**Goal of the exercise**
Switch every "in this photo" in these rows to "in this picture" and leave everything else unchanged. Omit the pictures from your copy.

**Records for the exercise**
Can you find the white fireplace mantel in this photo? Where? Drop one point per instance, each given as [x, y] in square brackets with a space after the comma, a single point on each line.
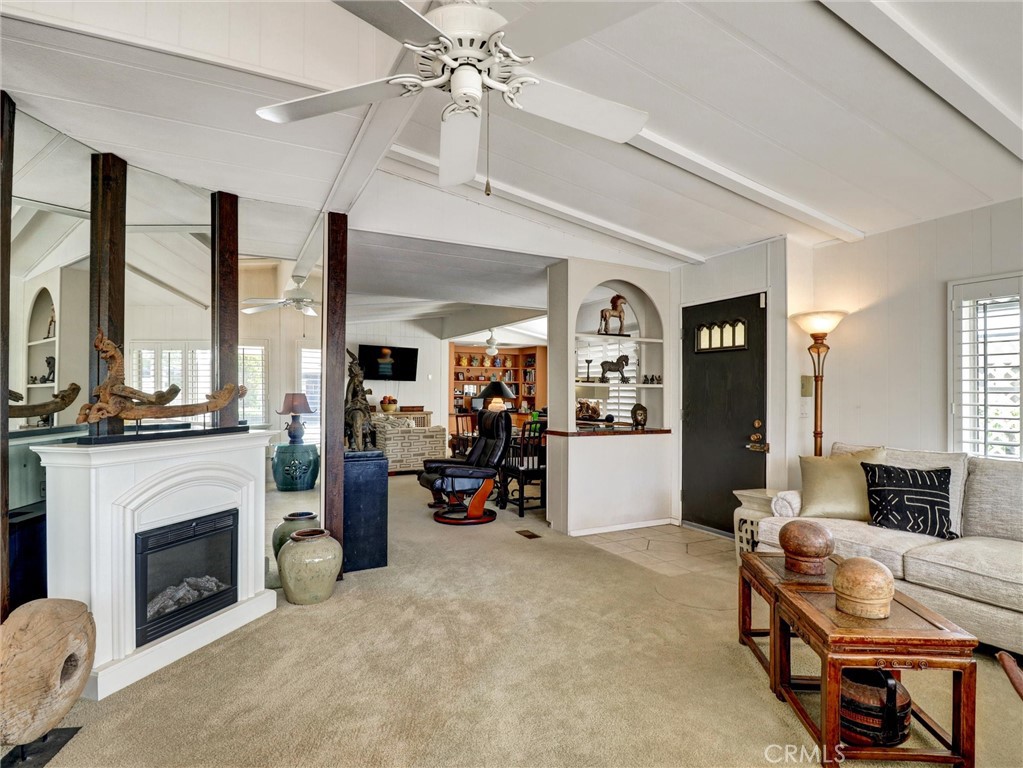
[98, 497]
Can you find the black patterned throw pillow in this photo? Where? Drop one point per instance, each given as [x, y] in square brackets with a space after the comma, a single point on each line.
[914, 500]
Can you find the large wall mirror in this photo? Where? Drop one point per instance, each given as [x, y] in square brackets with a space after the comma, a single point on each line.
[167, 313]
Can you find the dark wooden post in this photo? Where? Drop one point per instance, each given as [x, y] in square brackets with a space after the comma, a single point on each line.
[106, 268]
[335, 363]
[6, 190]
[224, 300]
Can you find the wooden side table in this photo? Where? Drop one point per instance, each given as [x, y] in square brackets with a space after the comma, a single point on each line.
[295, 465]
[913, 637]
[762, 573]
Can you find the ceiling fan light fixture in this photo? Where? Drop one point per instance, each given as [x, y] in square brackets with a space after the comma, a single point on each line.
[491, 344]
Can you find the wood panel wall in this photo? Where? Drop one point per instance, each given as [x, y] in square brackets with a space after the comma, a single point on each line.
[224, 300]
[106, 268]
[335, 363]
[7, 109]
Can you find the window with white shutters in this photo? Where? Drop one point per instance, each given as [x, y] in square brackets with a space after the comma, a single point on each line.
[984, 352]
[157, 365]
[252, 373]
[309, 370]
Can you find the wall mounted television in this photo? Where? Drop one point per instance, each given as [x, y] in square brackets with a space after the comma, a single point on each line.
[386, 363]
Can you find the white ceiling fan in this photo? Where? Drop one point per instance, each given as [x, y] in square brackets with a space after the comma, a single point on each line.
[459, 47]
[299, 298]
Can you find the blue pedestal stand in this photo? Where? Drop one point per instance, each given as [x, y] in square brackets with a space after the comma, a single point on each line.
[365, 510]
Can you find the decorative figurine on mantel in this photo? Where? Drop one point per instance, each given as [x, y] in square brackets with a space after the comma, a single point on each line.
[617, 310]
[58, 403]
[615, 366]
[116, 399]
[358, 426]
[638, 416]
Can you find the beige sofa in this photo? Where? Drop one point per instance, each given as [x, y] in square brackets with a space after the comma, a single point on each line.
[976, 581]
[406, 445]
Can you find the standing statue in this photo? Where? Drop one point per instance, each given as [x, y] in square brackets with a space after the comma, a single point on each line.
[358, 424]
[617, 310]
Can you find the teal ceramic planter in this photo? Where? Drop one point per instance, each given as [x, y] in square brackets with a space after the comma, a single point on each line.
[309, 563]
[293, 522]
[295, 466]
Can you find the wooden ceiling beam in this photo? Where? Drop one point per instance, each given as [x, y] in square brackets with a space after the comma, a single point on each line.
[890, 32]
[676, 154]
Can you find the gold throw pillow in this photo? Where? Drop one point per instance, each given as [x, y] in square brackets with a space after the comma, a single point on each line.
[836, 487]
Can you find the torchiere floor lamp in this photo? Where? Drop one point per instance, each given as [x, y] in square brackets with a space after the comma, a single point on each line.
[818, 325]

**Answer**
Can you find the white fireplace mantel in this picture? Where? Drop one point per instance, each given as [x, y] in square brackets with a space after the comma, a single point on each line.
[98, 497]
Can you find the black patterned throw pillow in this picture? Where? Drop one point per instance, each given as [x, y] in square brackets with a space after the comma, a single point on each line.
[914, 500]
Can you find the large wall mirror in this picture? Where? Drop one point per instance, each given as [x, y] in square brackets with a space after the comma, a single point on each line.
[167, 313]
Can you find the dark wooden post in this picture? Where? Drop one point per instance, each given as [x, y] in square brackets with a space after the comma, a single point on each line.
[106, 268]
[335, 363]
[6, 190]
[224, 300]
Can you find the wooden side table in this picture? Where? Drop one point per instance, each given as [x, y] in square brackets with a space after the comma, a single point on each line.
[295, 465]
[913, 637]
[762, 573]
Can you find the ceiling fan light fixture in this picture? Where? Drop one point per instance, each given as [x, y] in square brackets with a space after the comma, a single point on each line.
[491, 344]
Can you find the wood panel wall in this picture? Where? Drop one point per instance, each given as [x, y] in square brackets with a space after the comma, a single point on each line.
[224, 300]
[106, 268]
[335, 363]
[7, 109]
Can you find the window with white shutters in this picture? Where? Drop one point per instance, each given as [x, y] in square brackets with a space after the comma, a single point on each line.
[984, 352]
[157, 365]
[252, 373]
[309, 370]
Can you find the wall mounted television in this picture? Where? Drop one point per instance, each given as [x, y] in square brackets with a space after the comma, a single point on each line.
[386, 363]
Can you find the white ceiling fan in this picture? Where? Drop one point per instance, each given as [x, y] in square brackets with a space after the comma, a single point on each line.
[459, 47]
[299, 298]
Can you find the blue pedestal stand in this picture? Where? Drop one point per instance, each given as [x, y] in square brackets with a space after the comma, a single point on each line.
[365, 510]
Can you find the decorative figurine on mantel in this picture? Where? Drop one point per instance, each given as [x, y] in square brackets with a space after the comma, a single point on each line.
[617, 310]
[58, 403]
[615, 366]
[116, 399]
[358, 426]
[638, 416]
Can you find the beige sofa in this picture? Where? Drop one point per instance, each given as [x, y] in square brackets with a space after the comma, a single point on each line.
[976, 581]
[406, 445]
Can you find the standing statue in this picture? Where? Drop one point per instance, each given as [x, y] in square brackets with a space after the comma, a single point on each line.
[358, 424]
[617, 310]
Can you find the teal ceramic planter in this picture? Where? Drop one point per instance, each given as [x, y] in square brackets with a space after the comma, a single point on each line.
[309, 563]
[293, 522]
[295, 466]
Can you find the wooden ceiling beam in this picture? Where? Drop one point per instance, each given as [x, y] in square brackets with a space after the comma, a single point on each line.
[890, 32]
[676, 154]
Can you find the gold throw pillow in this picture? Where? Drop one point per instance, each given as [x, y] in square brackets with a space after the comma, a single point on each line.
[836, 487]
Can you find the torchiere floor lamp in this picture? Where? Drop one point per instance, each given as [x, y] in square brackets with a space after the comma, a single point on each line.
[818, 325]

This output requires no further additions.